**TASK OBJECTIVE**
Each entry needs to be reproduced exactly as it is.

**EXERCISE DATA**
----------------
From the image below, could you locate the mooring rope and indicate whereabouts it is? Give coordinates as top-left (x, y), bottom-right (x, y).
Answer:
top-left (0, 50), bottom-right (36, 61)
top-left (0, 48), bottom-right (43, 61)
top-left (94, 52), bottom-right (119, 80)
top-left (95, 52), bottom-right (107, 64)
----------------
**OUTPUT OF THE TASK**
From the image below, could you locate the mooring rope and indicate whereabouts it is? Give coordinates as top-left (x, y), bottom-right (x, y).
Answer:
top-left (0, 50), bottom-right (36, 61)
top-left (0, 48), bottom-right (43, 61)
top-left (94, 52), bottom-right (119, 80)
top-left (95, 52), bottom-right (107, 64)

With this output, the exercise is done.